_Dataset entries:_
-- Opening Marker --

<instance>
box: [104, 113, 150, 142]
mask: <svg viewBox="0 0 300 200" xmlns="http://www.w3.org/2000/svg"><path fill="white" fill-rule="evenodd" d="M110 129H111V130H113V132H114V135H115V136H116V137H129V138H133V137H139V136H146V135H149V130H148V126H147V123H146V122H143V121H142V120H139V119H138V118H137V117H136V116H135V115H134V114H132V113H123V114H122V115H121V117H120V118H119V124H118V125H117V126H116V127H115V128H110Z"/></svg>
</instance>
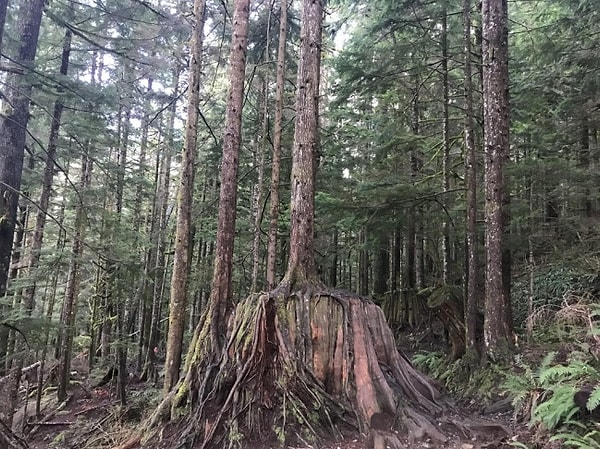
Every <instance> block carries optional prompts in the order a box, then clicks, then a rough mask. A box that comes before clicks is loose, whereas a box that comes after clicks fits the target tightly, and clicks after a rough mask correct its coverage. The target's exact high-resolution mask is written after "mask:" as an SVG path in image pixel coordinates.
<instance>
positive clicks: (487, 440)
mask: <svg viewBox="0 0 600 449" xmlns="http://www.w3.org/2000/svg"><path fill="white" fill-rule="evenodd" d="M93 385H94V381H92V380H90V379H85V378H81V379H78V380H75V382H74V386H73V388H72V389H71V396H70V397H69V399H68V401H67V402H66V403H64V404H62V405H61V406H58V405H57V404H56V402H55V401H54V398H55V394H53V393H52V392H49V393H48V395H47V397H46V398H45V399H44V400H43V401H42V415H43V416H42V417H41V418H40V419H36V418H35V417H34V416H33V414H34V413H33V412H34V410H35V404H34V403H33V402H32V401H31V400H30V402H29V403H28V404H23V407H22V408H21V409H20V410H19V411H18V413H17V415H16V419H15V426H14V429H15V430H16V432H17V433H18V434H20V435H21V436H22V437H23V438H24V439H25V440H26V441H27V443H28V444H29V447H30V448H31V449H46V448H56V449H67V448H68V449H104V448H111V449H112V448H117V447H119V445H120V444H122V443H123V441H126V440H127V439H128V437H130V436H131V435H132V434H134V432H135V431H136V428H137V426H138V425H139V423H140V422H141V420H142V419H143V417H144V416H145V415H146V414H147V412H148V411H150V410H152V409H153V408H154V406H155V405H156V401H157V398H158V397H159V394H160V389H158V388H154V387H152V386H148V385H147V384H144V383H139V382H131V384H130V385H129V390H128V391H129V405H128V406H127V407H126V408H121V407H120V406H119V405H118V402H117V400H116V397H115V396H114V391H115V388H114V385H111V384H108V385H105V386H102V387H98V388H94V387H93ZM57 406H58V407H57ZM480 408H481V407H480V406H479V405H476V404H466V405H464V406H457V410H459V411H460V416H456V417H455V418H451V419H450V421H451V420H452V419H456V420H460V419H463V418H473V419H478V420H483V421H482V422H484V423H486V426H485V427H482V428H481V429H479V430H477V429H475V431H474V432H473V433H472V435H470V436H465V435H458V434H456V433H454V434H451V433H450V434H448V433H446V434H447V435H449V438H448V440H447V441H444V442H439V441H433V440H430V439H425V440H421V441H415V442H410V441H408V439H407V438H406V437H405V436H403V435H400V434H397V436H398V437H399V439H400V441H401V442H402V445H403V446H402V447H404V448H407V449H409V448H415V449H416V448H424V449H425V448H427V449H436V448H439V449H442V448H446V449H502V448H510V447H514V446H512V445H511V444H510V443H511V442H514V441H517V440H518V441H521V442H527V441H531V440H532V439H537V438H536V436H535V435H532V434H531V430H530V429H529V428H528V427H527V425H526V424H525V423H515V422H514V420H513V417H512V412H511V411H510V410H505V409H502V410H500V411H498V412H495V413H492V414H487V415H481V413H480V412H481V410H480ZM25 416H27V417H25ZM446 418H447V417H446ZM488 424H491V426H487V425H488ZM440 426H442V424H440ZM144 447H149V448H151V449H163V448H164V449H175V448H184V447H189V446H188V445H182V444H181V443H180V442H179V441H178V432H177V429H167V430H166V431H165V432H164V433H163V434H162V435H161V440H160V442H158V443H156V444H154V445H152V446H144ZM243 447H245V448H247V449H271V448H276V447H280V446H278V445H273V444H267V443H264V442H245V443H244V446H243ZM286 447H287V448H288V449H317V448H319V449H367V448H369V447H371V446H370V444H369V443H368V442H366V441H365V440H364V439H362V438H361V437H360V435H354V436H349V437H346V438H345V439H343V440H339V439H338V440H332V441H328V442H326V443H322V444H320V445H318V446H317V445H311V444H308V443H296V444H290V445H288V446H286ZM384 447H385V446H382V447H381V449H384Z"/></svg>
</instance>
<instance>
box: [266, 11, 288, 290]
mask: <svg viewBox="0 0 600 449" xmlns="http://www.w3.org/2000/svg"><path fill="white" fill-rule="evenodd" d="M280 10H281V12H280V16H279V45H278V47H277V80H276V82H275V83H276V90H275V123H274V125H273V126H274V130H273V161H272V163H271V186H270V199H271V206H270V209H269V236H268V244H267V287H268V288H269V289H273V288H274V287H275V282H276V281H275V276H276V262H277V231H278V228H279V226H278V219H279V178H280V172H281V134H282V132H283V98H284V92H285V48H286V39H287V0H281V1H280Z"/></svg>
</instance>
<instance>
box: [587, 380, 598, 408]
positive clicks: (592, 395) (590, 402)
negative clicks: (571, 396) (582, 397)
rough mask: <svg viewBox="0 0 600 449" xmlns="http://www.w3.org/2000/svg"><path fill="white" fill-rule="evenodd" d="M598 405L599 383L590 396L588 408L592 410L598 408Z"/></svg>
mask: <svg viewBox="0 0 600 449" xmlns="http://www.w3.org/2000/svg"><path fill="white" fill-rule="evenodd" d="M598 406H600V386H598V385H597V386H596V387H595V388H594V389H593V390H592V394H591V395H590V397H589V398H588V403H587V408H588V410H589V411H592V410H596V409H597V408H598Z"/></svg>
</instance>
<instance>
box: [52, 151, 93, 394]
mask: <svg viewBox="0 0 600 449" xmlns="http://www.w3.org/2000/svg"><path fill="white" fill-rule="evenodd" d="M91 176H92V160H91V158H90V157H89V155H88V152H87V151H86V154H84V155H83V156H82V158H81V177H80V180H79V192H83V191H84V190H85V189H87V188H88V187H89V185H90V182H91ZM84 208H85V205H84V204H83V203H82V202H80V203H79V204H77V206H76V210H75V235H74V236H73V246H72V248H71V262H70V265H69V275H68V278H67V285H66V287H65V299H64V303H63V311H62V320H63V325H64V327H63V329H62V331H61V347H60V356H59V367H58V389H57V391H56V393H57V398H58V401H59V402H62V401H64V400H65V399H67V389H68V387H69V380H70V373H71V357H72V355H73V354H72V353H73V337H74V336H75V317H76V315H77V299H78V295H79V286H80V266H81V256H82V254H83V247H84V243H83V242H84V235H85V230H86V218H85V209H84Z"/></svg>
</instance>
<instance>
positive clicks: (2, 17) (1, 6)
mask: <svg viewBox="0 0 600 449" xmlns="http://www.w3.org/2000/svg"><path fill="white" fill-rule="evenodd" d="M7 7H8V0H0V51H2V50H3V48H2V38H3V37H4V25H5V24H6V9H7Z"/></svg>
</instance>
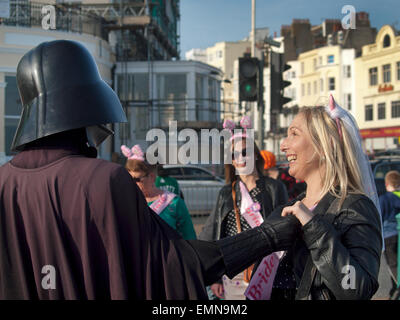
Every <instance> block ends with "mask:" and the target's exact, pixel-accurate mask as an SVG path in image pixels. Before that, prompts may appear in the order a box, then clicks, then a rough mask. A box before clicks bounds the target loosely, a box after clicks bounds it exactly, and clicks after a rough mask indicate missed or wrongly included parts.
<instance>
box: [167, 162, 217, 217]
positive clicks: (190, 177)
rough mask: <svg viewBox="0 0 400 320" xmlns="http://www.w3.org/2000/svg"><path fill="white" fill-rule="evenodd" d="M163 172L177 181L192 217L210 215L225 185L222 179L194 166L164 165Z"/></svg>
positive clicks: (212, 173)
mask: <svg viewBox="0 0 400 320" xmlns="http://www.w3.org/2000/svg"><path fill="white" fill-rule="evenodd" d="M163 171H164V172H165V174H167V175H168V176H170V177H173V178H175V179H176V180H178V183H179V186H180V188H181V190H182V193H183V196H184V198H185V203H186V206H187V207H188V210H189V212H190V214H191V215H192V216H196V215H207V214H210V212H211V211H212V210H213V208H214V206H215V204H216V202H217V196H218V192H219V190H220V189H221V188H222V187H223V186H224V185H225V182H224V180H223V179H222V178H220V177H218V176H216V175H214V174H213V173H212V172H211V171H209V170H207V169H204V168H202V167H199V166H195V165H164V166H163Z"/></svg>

-- Closing Marker --

_Directions for this task:_
Extract each line of the listing above that contains the word "clicks". Case counts.

_Written response:_
Every <instance> block carries optional prompts in the order a box, then clicks, then a rough mask. A box that comes before clicks is loose, whereas a box that comes after clicks fits the target tightly, and clicks after a rough mask correct its coverage. The target's exact high-resolution mask is written after "mask:" as an SVG path in image pixel coordinates.
positive clicks: (487, 440)
positive clicks: (592, 395) (590, 402)
negative clicks: (571, 396) (582, 397)
positive clicks: (2, 17) (1, 6)
Every <instance> block ends with "mask:" and the target's exact, pixel-accurate mask as an SVG path in image pixels. Before that, prompts may appear in the order a box, then clicks, then a rough mask. A box before clicks bounds the target loosely, a box after clicks bounds it exactly, and clicks after a rough mask indicate missed or wrongly included parts.
positive clicks: (190, 177)
positive clicks: (212, 173)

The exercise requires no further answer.